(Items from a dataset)
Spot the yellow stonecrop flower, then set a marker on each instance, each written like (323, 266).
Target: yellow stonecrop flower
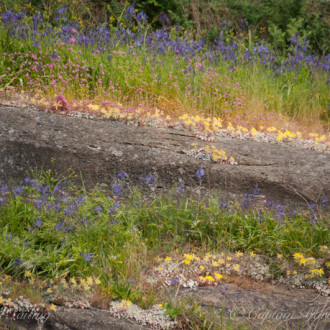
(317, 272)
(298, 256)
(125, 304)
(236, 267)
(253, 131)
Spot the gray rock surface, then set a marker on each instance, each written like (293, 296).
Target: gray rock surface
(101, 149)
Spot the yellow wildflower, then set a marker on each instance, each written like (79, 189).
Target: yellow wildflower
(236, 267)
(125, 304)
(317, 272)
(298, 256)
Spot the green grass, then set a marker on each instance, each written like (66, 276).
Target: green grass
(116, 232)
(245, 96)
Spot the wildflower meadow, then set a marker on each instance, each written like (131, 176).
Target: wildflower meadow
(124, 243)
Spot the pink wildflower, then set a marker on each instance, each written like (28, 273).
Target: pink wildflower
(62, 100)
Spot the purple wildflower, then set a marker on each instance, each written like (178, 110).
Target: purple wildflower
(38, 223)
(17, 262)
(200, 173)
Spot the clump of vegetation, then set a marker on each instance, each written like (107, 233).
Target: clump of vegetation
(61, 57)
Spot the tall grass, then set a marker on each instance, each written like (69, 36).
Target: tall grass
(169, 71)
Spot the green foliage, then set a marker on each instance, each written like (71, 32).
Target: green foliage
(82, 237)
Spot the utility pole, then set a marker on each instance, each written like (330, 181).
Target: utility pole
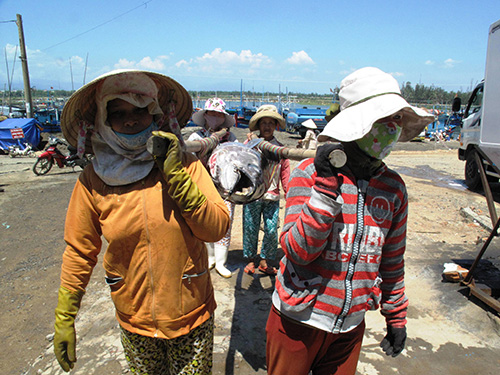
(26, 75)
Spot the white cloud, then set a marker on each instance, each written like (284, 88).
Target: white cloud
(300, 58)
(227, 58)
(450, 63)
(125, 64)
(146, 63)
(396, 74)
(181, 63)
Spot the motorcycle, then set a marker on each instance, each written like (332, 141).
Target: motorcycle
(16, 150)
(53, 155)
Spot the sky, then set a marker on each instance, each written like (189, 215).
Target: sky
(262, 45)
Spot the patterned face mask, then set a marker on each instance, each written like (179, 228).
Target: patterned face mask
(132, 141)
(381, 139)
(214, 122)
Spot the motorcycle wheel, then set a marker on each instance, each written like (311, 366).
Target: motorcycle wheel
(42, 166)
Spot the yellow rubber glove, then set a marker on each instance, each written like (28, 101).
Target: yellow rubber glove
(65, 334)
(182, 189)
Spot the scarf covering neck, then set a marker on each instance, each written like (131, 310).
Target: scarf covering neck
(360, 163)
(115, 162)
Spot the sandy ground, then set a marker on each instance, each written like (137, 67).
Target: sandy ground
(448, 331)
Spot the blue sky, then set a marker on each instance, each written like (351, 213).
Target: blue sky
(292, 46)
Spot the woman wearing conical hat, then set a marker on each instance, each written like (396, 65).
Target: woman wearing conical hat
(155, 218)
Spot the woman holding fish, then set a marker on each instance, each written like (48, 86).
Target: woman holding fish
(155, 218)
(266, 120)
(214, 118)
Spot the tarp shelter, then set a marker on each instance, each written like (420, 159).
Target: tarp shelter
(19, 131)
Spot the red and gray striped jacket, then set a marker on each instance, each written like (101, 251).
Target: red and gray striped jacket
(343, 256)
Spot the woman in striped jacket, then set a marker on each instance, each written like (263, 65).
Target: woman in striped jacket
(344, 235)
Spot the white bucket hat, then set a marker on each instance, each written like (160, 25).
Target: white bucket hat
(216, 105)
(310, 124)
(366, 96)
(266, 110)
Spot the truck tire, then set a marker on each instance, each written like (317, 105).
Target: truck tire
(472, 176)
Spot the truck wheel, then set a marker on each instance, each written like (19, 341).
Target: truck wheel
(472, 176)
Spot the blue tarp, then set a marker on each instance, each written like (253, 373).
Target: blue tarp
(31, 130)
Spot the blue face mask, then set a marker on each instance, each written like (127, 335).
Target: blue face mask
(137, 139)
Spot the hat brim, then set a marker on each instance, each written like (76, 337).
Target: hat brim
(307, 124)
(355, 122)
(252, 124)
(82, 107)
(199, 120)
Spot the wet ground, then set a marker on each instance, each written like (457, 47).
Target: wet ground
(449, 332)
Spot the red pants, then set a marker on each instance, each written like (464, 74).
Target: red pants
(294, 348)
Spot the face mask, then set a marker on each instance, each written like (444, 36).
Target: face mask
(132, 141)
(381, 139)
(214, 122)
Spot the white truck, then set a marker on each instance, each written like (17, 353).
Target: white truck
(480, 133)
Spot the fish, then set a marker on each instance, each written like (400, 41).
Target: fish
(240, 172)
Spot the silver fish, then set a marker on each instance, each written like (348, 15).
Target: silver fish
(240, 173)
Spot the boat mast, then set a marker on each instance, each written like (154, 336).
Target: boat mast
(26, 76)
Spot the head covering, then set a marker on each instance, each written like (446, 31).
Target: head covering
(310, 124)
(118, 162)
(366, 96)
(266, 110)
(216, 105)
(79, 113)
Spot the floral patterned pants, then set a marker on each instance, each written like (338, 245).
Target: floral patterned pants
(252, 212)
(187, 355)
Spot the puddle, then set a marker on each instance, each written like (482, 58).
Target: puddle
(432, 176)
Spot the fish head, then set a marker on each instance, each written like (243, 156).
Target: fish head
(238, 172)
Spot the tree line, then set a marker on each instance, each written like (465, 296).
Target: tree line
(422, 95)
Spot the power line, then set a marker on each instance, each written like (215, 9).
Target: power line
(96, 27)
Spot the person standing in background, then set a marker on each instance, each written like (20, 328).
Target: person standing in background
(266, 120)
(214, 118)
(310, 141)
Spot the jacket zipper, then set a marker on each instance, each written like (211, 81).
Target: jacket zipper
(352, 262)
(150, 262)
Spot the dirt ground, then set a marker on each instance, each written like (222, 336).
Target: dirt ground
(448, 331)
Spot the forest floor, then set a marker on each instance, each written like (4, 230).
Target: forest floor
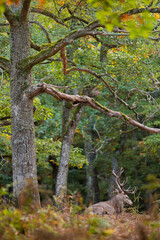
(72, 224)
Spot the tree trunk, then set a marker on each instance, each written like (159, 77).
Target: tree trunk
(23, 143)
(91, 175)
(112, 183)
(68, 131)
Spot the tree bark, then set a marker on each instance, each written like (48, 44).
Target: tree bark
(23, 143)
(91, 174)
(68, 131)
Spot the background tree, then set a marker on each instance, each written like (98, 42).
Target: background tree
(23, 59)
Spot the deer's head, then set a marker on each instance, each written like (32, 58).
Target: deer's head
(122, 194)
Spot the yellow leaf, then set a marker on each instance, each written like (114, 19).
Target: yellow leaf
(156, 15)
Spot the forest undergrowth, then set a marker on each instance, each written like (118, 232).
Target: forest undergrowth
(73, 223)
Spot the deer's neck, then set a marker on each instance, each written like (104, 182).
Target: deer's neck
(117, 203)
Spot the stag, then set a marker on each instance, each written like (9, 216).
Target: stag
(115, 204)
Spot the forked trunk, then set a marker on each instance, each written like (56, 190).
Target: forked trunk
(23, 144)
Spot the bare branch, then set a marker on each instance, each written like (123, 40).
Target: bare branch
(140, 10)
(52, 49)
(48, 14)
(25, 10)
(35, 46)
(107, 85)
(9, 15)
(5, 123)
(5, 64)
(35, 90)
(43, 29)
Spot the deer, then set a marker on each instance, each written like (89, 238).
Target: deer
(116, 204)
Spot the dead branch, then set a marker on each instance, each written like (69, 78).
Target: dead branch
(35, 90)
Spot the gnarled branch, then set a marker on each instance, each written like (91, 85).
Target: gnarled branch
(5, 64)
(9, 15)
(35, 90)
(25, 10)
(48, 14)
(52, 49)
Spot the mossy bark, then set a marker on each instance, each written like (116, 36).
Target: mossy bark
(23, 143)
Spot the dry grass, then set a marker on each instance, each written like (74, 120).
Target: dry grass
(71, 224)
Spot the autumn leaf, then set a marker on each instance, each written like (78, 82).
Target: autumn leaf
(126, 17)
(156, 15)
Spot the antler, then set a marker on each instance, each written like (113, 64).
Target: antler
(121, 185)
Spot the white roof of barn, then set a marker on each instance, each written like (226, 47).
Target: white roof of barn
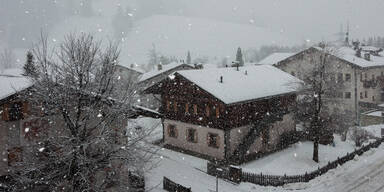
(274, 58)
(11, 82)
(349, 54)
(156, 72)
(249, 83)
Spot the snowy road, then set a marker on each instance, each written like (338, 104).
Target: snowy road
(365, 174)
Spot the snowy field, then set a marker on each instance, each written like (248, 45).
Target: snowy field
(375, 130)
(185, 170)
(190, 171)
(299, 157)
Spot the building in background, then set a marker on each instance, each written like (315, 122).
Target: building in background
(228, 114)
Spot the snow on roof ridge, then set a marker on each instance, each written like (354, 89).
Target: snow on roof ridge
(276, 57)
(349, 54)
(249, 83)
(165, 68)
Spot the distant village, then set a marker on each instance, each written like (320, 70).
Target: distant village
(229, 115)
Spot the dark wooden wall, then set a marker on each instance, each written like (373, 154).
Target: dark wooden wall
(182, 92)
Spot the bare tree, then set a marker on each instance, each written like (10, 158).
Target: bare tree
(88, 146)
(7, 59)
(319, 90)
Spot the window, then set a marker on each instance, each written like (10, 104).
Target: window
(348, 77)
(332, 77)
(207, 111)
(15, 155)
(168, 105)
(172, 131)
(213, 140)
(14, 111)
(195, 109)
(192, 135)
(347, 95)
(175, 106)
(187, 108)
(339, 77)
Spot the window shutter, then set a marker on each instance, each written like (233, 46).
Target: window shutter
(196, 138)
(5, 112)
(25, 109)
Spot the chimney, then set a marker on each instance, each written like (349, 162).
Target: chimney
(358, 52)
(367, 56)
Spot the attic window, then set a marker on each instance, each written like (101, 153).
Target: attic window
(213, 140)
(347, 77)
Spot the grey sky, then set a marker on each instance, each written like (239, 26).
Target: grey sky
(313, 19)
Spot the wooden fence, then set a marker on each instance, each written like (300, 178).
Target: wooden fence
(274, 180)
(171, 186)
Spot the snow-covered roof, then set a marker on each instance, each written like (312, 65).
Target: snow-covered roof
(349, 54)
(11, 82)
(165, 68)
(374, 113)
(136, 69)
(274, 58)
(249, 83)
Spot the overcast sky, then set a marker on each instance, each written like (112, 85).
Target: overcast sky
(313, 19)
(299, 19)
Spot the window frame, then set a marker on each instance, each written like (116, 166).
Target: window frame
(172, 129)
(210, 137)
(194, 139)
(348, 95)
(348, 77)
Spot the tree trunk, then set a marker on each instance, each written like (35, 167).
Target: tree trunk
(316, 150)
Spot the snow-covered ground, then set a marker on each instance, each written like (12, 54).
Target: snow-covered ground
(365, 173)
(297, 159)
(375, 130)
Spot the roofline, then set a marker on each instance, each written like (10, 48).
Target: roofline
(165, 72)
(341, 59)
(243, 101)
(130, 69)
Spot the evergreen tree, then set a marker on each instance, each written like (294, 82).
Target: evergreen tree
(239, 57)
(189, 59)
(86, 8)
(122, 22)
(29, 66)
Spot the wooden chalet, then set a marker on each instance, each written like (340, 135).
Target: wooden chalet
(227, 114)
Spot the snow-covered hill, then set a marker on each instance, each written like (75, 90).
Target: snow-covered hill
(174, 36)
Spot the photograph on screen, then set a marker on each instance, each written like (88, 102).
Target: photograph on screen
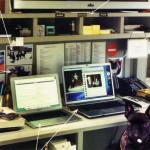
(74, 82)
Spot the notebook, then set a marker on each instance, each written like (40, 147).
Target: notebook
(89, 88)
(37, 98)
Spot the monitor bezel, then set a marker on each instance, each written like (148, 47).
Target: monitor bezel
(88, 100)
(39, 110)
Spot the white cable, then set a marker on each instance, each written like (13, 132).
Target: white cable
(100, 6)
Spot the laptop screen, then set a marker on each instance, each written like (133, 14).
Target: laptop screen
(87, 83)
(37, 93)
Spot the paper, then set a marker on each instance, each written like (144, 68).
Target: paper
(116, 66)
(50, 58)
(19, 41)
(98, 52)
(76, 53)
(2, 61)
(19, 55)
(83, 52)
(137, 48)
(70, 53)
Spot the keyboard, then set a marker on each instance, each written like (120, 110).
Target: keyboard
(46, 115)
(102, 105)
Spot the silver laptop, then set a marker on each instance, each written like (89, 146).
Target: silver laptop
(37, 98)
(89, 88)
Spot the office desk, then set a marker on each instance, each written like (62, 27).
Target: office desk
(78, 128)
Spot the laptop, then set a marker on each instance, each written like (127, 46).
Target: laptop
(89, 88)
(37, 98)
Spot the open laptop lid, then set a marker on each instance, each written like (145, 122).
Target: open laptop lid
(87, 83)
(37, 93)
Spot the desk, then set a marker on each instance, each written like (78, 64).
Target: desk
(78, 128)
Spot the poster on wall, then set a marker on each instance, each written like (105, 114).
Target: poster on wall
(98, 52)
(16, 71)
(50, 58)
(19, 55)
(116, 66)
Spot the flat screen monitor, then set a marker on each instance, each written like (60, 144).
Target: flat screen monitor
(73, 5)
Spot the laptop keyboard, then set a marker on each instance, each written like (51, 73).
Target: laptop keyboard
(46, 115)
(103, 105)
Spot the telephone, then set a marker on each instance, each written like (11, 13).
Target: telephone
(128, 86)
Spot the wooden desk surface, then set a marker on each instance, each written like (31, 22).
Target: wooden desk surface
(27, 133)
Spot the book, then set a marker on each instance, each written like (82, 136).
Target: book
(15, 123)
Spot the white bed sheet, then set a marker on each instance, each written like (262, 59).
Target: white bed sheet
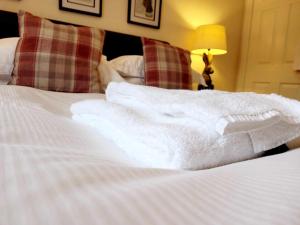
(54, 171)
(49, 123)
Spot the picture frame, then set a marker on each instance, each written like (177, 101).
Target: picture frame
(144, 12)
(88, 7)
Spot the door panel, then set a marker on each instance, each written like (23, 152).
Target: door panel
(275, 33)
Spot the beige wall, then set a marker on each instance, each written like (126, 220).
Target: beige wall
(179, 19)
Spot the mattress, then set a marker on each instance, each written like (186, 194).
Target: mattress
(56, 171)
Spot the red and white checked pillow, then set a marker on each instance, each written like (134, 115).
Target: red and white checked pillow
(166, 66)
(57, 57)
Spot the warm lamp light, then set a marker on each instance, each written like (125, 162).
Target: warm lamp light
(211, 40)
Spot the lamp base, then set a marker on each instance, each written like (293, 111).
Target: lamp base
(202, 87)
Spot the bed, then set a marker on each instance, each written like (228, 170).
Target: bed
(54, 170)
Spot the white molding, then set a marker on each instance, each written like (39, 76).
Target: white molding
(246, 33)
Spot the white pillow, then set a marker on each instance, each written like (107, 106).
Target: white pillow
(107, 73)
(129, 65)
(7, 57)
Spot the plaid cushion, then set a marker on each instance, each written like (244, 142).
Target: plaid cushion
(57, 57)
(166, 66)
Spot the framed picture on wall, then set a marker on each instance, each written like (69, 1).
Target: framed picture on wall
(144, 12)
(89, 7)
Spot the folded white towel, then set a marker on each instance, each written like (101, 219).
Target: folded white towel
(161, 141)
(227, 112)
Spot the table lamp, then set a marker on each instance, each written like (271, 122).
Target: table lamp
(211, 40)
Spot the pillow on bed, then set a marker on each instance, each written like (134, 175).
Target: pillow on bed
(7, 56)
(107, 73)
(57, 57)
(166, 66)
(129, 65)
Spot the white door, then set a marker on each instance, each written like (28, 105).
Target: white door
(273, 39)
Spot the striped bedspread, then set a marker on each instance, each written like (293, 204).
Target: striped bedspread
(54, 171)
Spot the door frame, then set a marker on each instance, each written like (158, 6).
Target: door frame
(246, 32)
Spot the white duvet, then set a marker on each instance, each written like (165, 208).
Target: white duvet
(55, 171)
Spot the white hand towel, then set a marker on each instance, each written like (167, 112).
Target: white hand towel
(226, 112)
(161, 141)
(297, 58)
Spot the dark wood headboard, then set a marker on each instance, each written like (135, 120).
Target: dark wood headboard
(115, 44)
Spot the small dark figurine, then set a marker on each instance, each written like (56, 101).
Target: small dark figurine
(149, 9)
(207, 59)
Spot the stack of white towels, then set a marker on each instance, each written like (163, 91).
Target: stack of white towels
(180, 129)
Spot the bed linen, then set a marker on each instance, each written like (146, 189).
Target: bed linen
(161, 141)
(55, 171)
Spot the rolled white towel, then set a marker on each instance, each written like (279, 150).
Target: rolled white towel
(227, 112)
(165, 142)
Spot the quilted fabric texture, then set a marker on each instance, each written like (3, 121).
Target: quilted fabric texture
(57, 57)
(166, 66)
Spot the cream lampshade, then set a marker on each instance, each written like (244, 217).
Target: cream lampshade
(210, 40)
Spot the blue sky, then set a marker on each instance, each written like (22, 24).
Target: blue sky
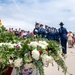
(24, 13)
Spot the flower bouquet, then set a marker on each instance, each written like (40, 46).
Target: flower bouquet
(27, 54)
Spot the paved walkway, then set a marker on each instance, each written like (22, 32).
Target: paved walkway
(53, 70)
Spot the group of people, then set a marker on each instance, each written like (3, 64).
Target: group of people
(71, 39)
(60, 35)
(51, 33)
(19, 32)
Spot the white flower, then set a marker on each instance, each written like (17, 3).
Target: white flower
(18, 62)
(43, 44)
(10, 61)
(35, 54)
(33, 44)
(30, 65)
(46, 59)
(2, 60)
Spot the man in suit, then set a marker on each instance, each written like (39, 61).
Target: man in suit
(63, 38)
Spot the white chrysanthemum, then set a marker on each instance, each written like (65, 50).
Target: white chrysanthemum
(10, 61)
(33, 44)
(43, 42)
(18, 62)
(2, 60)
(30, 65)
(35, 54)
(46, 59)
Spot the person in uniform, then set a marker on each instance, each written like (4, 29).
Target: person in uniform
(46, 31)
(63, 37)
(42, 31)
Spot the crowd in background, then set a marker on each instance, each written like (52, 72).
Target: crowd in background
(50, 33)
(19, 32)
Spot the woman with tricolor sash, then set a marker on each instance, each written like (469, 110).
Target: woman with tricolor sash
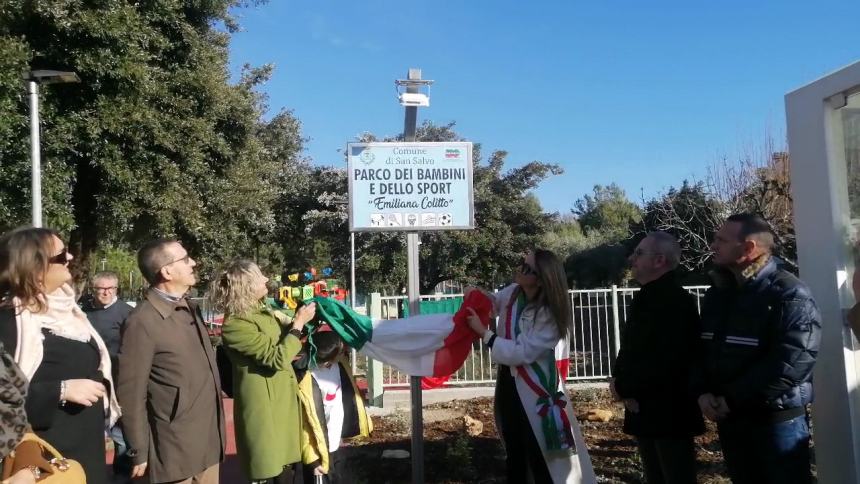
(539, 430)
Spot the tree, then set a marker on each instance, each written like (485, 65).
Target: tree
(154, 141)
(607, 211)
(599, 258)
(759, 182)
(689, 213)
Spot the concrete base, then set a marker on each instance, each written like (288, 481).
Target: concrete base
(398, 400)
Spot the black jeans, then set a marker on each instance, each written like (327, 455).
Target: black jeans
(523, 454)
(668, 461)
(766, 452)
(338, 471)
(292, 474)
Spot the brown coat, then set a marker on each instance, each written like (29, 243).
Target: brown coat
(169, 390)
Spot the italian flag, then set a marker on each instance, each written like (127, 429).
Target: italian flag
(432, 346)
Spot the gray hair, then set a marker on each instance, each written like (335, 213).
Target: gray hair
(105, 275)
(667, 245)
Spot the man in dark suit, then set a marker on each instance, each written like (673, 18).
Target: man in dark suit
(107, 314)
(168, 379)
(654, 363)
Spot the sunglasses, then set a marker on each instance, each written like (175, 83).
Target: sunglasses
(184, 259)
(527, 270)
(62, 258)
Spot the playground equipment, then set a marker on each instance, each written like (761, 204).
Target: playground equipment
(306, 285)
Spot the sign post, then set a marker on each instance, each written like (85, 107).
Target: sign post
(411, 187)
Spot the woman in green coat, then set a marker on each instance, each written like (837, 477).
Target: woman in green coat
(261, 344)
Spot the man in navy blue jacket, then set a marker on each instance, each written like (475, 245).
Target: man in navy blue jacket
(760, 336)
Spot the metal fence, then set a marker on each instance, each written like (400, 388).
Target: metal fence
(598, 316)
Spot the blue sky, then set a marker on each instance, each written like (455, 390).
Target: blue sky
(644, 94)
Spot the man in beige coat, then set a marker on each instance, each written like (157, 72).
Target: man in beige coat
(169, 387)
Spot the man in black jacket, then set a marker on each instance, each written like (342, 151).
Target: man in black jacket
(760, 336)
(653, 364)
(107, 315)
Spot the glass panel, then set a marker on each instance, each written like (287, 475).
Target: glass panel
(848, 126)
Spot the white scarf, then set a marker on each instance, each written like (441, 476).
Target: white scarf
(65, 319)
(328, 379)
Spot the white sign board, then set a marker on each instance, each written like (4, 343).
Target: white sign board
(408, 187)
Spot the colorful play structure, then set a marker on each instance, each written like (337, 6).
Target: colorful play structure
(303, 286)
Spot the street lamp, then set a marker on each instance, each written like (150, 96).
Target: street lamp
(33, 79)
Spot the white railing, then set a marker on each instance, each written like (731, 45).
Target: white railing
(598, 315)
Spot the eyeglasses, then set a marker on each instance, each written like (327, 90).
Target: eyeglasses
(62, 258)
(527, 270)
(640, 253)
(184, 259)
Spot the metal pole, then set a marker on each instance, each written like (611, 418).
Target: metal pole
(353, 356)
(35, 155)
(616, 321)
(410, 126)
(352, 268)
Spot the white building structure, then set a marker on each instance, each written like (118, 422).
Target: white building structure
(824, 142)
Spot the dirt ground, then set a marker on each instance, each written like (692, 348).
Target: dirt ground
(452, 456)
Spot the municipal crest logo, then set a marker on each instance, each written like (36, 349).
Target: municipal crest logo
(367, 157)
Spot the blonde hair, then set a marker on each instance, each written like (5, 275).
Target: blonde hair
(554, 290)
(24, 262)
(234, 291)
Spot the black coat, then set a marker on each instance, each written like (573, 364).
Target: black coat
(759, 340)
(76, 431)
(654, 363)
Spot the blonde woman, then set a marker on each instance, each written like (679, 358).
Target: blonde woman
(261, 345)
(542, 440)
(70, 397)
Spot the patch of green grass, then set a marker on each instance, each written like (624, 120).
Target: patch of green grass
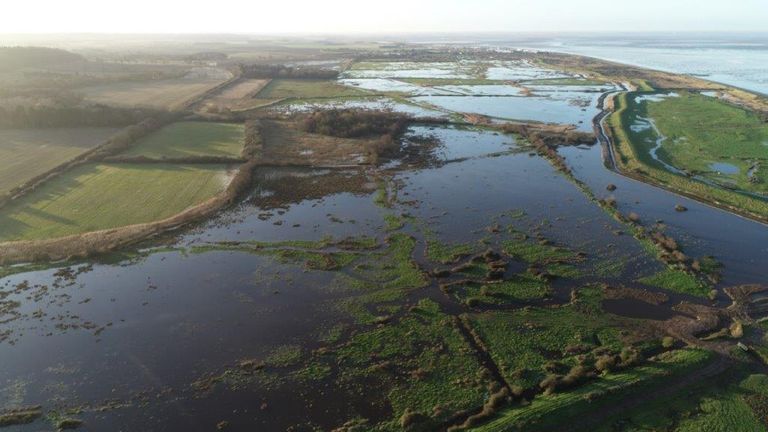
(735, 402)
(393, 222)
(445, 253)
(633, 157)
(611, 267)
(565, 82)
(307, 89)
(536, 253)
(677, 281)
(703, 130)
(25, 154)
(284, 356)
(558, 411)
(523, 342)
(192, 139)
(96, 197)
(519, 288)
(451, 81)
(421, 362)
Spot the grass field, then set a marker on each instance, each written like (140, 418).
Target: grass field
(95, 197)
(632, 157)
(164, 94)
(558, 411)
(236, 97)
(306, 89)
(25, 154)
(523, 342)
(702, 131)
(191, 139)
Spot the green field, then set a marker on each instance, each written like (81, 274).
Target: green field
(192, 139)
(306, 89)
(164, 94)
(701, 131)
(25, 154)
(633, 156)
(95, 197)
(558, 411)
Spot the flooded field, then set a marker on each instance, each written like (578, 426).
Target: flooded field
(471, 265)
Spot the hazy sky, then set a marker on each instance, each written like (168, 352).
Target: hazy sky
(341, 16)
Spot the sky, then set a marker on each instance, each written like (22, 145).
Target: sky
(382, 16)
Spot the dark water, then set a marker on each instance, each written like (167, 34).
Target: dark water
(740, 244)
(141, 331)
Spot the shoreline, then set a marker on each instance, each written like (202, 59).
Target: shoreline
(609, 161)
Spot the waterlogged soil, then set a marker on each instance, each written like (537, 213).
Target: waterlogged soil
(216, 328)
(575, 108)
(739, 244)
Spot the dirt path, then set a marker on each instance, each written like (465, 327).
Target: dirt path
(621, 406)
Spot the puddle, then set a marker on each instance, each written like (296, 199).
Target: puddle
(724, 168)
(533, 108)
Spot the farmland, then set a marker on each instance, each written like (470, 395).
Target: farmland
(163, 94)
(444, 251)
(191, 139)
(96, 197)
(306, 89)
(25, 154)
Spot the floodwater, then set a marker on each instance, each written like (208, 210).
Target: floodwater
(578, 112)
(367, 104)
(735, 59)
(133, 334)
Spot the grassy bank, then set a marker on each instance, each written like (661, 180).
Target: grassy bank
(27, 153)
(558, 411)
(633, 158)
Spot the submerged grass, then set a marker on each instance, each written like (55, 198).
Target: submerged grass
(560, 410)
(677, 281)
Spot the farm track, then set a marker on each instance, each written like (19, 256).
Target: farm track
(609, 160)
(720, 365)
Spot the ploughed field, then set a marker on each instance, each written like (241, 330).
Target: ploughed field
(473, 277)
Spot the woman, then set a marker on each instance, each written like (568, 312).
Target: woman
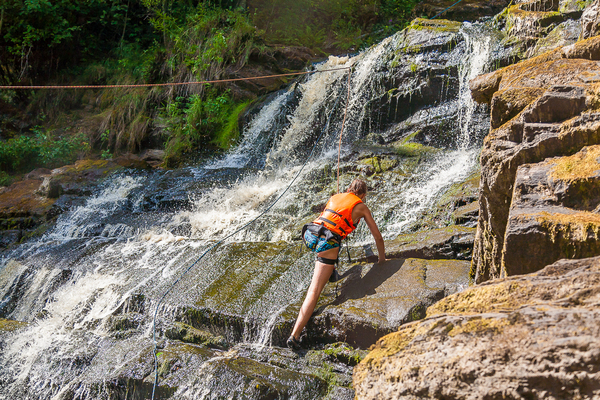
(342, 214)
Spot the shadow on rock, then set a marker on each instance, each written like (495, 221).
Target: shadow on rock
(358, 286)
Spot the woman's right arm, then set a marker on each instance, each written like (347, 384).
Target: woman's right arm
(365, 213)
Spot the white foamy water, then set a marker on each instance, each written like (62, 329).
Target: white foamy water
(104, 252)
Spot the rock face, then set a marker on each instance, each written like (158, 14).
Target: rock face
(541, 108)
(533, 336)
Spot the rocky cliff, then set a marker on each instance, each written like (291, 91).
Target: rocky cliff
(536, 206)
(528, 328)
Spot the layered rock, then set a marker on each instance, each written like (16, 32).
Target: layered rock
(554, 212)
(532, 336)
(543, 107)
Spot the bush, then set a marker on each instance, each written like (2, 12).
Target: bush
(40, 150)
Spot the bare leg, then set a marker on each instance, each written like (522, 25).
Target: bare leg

Exercise requirements: Give the lines above again exactly, from the one containing "Target: blonde woman" to the one containing "Spot the dirt path, then", both included, but leave out the pictures.

Answer section:
Target: blonde woman
(261, 345)
(542, 440)
(70, 397)
Spot the patch of green grass, then set a marker on each instance, each written like (624, 120).
Target: patch of green grass
(735, 402)
(393, 222)
(445, 253)
(633, 157)
(611, 267)
(565, 82)
(307, 89)
(536, 253)
(677, 281)
(703, 130)
(25, 154)
(284, 356)
(558, 411)
(523, 342)
(192, 139)
(96, 197)
(519, 288)
(451, 81)
(421, 362)
Spot the grass field, then set a marker on each instance, each written like (140, 418).
Target: grass field
(95, 197)
(632, 157)
(164, 94)
(558, 411)
(236, 97)
(306, 89)
(25, 154)
(523, 342)
(702, 131)
(191, 139)
Spot the green field, then set a marker on each instance, each written like (81, 274).
Target: green field
(192, 139)
(306, 89)
(164, 94)
(701, 131)
(25, 154)
(633, 156)
(95, 197)
(558, 411)
Spot the flooded field, then set a marker on each instance, each written like (578, 426).
Target: flooded field
(471, 265)
Spot the hazy sky, then set a marker on each instance, each written like (168, 352).
Target: hazy sky
(341, 16)
Spot the sky, then set a marker on each instance, each written like (22, 145).
Target: sky
(382, 16)
Spot the dark water, then set a marker on each instance, each written like (167, 34).
Target: dark water
(740, 244)
(141, 331)
Spot the shoreline, then set a marker on each instance, each written like (202, 59).
Target: shoreline
(609, 161)
Spot the waterlogged soil, then set a marker on each instance, each written like (537, 213).
Target: waterlogged soil
(216, 328)
(575, 108)
(739, 244)
Spot the dirt path, then set a marker on each instance, each written like (465, 327).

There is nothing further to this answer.